### EXCERPT PROVIDED

Since late 2022, Beijing has increasingly signaled the limits of its support for Myanmar’s junta against pro-democracy forces and protection against international efforts to hold the army accountable for its crimes. In particular, Beijing has demonstrated a reluctance when doing the junta’s bidding internationally results in significant political costs vis-à-vis its relations with Southeast Asian states or its reputation at the United Nations.
As global pressure on Myanmar’s generals grows, Beijing is particularly sensitive to signals that Western support for Myanmar’s powerful Ethnic Armed Organizations (EAOs) or People’s Defense Forces (PDFs) that are fighting the military may increase. To the extent that the Chinese government senses that such support is on the rise, it will become much more assertive in leveraging its strategic relationships with both the military and the most powerful of the EAOs, which operate on the border in the immediate orbit of China’s influence, to shape the overall trajectory of the conflict.
Rather than seeking to back the military against all odds, Beijing aims to strengthen support for both the military and the most powerful of the EAOs, thereby dramatically increasing Chinese influence in Myanmar. This approach challenges the ability of pro-democracy forces to forge powerful coalitions that might threaten the traditional status quo between the military and the EAOs, because it pushes northern EAOs to distance themselves from what is perceived by Beijing as a Western-backed pro-democracy resistance.

######

**REQUIREMENT 1**
Using the passage on China's Myanmar policy, decide whether each statement agrees with it: (a) Beijing has been reluctant to act for the junta internationally when doing so carries significant political costs; (b) Beijing seeks to back Myanmar's military against all odds; (c) the most powerful EAOs operate far from China's border. Answer yes or no for each and quote the deciding words.
**REQUIREMENT 2**
Extend the passage on China's Myanmar policy, picking up right after its final sentence.

### ENTRIES SHOWN

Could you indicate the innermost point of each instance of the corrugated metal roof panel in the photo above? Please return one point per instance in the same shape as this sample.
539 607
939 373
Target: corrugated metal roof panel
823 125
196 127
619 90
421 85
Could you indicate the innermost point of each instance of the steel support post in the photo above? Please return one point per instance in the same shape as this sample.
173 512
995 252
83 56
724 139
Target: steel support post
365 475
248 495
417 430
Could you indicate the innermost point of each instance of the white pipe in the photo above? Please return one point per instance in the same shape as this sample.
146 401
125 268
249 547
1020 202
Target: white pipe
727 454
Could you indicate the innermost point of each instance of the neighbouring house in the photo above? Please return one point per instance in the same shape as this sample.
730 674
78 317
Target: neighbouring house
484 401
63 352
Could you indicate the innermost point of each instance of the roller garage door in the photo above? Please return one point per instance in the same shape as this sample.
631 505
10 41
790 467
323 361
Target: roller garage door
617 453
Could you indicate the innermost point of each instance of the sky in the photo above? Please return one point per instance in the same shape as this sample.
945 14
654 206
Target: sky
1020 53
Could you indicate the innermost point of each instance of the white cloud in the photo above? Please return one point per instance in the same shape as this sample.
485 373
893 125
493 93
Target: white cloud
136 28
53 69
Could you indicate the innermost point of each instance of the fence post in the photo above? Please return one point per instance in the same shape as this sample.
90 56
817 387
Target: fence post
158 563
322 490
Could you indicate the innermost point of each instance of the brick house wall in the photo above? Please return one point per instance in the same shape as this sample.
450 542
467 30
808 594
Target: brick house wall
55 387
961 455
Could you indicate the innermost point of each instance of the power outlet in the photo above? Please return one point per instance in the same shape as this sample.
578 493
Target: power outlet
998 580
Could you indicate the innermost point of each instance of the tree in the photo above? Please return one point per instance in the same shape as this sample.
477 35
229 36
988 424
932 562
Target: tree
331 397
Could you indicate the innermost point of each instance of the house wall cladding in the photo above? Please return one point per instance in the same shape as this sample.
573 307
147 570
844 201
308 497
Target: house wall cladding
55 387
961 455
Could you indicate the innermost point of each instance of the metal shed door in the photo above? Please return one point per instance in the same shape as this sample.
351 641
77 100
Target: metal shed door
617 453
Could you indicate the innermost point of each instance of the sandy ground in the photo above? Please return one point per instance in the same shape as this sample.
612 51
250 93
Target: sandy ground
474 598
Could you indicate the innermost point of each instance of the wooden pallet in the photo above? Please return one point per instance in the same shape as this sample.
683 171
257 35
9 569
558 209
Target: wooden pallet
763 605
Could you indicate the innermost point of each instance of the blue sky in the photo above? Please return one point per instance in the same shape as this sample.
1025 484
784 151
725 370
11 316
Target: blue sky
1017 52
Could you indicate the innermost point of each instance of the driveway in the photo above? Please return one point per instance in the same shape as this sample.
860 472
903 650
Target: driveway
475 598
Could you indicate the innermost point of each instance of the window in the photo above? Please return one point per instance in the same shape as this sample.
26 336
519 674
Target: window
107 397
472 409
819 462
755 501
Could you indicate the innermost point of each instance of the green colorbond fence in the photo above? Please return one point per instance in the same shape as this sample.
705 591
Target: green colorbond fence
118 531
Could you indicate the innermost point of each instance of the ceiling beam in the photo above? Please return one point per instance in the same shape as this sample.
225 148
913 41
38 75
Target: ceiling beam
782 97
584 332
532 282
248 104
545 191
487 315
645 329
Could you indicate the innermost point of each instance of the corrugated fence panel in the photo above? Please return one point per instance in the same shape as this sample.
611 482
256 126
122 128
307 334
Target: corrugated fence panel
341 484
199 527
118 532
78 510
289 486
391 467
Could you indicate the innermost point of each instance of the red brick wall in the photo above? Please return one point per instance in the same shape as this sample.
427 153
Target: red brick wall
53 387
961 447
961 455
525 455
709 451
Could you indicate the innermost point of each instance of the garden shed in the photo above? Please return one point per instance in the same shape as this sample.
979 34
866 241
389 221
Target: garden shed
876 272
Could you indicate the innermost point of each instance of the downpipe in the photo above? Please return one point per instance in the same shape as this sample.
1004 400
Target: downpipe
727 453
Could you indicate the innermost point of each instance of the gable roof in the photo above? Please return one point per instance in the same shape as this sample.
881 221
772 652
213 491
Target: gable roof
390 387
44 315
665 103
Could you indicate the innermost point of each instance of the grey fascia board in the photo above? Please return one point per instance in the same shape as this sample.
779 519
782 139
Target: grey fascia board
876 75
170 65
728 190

######

**RESULT 1**
(a) Yes: "Beijing has demonstrated a reluctance when doing the junta’s bidding internationally results in significant political costs"
(b) No: "Rather than seeking to back the military against all odds, Beijing aims to strengthen support for both the military and the most powerful of the EAOs"
(c) No: "which operate on the border in the immediate orbit of China’s influence"

**RESULT 2**
As the United States considers options for implementing the provisions of the recently passed Burma Act, a top priority should be support to inclusive coalitions between the EAOs and the National Unity Government (NUG), the parallel government formed by democratically elected lawmakers. Assistance under the act should carefully consider possible impacts on and prospects for such alliances.
China’s Meandering Response to the Coup
In the immediate aftermath of the February 1, 2021 military coup led by Min Aung Hlaing, China initially took a wait and see approach, seemingly not wanting to burn bridges with either the military or the National League for Democracy (NLD) party, which it had committed to partner with in implementing billions of dollars of strategic infrastructure projects as part of the China-Myanmar Economic Corridor. While Chinese state media parroted the Myanmar army’s propaganda, referring to the coup as a “cabinet reshuffle,” China also sent public signals of the importance of its relationship with the NLD.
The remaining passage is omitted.